[Task material]:
— start —

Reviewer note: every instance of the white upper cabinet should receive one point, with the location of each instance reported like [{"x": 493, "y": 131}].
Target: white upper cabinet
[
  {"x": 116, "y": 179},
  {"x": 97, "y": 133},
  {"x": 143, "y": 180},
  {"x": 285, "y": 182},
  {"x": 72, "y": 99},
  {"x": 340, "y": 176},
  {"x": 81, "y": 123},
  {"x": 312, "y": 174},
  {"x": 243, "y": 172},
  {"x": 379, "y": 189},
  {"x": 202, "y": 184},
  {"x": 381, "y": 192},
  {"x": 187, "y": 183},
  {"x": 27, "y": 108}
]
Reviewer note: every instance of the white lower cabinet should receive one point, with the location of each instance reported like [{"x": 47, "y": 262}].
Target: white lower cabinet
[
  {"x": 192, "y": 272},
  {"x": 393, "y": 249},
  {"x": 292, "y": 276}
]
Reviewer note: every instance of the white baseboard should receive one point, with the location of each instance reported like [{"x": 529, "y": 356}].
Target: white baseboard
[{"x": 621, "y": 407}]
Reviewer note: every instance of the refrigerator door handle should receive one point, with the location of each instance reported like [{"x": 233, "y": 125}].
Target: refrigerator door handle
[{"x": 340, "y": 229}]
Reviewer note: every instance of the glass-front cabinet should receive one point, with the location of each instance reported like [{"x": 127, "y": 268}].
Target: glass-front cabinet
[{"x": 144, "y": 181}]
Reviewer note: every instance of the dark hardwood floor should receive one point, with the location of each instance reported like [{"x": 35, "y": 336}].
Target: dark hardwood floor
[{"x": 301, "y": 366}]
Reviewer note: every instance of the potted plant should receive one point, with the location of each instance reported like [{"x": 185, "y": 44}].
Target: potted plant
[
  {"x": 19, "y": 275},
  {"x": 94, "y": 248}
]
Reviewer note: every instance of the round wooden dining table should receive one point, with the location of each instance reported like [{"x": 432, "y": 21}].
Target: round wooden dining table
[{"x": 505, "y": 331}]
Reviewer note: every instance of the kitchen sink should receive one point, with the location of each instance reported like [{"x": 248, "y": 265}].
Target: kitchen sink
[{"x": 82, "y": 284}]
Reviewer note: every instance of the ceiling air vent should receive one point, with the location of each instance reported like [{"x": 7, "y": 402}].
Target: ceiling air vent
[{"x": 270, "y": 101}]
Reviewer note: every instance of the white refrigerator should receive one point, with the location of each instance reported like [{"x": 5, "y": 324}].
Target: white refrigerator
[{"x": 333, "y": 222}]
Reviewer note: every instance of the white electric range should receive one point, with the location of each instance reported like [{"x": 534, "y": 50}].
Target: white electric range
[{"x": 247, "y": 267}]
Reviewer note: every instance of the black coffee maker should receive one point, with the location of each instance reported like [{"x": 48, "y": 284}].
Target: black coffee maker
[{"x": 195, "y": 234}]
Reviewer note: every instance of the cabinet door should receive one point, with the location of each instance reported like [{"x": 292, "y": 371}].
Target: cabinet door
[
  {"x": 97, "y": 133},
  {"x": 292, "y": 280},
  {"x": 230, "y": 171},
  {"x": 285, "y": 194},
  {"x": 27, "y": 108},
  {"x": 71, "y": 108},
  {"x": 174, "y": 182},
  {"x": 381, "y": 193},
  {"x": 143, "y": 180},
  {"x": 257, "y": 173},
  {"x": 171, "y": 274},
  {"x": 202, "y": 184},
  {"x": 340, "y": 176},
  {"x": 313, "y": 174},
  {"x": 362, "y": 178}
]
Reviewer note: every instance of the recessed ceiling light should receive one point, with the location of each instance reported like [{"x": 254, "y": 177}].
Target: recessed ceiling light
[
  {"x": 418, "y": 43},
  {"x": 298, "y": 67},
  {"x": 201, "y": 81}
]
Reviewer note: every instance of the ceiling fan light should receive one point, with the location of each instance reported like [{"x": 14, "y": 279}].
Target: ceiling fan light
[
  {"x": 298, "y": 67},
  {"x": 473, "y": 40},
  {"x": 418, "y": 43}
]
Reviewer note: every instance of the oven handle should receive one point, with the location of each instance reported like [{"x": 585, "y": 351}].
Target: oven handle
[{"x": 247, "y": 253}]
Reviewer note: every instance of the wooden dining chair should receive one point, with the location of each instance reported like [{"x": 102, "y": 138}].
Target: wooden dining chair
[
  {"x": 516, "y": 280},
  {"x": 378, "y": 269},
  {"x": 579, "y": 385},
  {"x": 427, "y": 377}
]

— end —

[Written instruction]:
Repeat back the data above, exact to the last character.

[Solution to the exercise]:
Reviewer note: every instance of the white upper cabinet should receive one point, with the location of each instance reported like [{"x": 493, "y": 131}].
Target: white upper cabinet
[
  {"x": 116, "y": 179},
  {"x": 97, "y": 133},
  {"x": 143, "y": 180},
  {"x": 285, "y": 182},
  {"x": 72, "y": 99},
  {"x": 340, "y": 176},
  {"x": 81, "y": 123},
  {"x": 312, "y": 174},
  {"x": 243, "y": 172},
  {"x": 379, "y": 189},
  {"x": 202, "y": 184},
  {"x": 381, "y": 192},
  {"x": 187, "y": 183},
  {"x": 27, "y": 108}
]
Reviewer note: every instance of the white lower cabinet should receive one point, with the location of each instance reported like [{"x": 47, "y": 262}].
Target: white lower cabinet
[
  {"x": 192, "y": 272},
  {"x": 393, "y": 249},
  {"x": 292, "y": 276}
]
Reviewer note: every instance of the white baseboard should receive one point, with the location of each instance reported like [{"x": 529, "y": 356}].
Target: white baseboard
[{"x": 621, "y": 407}]
Reviewer note: every instance of the refrigerator door handle should receive one point, with the location of each instance reported like [{"x": 233, "y": 125}].
Target: refrigerator door handle
[{"x": 340, "y": 229}]
Reviewer note: every instance of the glass-front cabinet should receive one point, with the location of each instance reported like [{"x": 127, "y": 268}].
Target: glass-front cabinet
[{"x": 144, "y": 181}]
Reviewer note: every instance of the dark hardwood floor should receive one point, with the location of each instance reported like [{"x": 35, "y": 336}].
Target: dark hardwood floor
[{"x": 301, "y": 366}]
Reviewer note: every instance of the potted plant should receive one point, with the location of each instance reported like [{"x": 185, "y": 44}].
Target: potted plant
[
  {"x": 19, "y": 275},
  {"x": 94, "y": 248}
]
Reviewer note: every instance of the round wooden dining table should receive one point, with the location of each instance reported like [{"x": 432, "y": 21}].
Target: round wooden dining table
[{"x": 505, "y": 331}]
Reviewer note: every instance of the kitchen sink should receive one point, with the location of each instance reported like [{"x": 248, "y": 265}].
Target: kitchen sink
[{"x": 82, "y": 284}]
Reviewer note: every instance of the ceiling air vent should receive one point, with the location of each instance reported like [{"x": 7, "y": 402}].
Target: ceiling air vent
[{"x": 270, "y": 101}]
Reviewer note: every instance of the white refrigerator should receive one point, with the location of each instance reported like [{"x": 5, "y": 324}].
Target: white refrigerator
[{"x": 333, "y": 222}]
Reviewer note: every instance of the white electric range should receive one point, with the location of each instance reported like [{"x": 534, "y": 50}].
Target: white electric range
[{"x": 247, "y": 267}]
Reviewer note: every instance of the black coffee maker should receive one point, with the location of each instance reported like [{"x": 48, "y": 284}].
Target: black coffee maker
[{"x": 195, "y": 234}]
Reviewer note: every instance of the cabinet door should receive one point, with the location of each instance reported like [{"x": 292, "y": 371}].
Target: cabinet door
[
  {"x": 97, "y": 133},
  {"x": 292, "y": 280},
  {"x": 230, "y": 171},
  {"x": 285, "y": 194},
  {"x": 27, "y": 108},
  {"x": 71, "y": 108},
  {"x": 174, "y": 182},
  {"x": 381, "y": 193},
  {"x": 143, "y": 180},
  {"x": 257, "y": 173},
  {"x": 171, "y": 274},
  {"x": 202, "y": 184},
  {"x": 340, "y": 176},
  {"x": 313, "y": 174},
  {"x": 362, "y": 178}
]
Reviewer note: every instance of the recessed ceiling light should receive one point, with the location of each instance reported like [{"x": 254, "y": 177}].
Target: recessed ceiling light
[
  {"x": 418, "y": 43},
  {"x": 298, "y": 67},
  {"x": 201, "y": 81}
]
Reviewer note: every instance of the ceiling fan light should receive one point, with the location of each instance reported like [{"x": 14, "y": 279}].
Target: ceiling fan light
[
  {"x": 298, "y": 67},
  {"x": 473, "y": 40},
  {"x": 418, "y": 43}
]
Reviewer note: every instance of the oven handle should receive one point, with the location of each instance reported like [{"x": 585, "y": 351}].
Target: oven handle
[{"x": 247, "y": 253}]
Reviewer note: every instance of the wooden dining chair should receive one point, with the location of each instance reported like [{"x": 102, "y": 138}].
Target: wooden dining chair
[
  {"x": 516, "y": 280},
  {"x": 378, "y": 269},
  {"x": 579, "y": 385},
  {"x": 427, "y": 377}
]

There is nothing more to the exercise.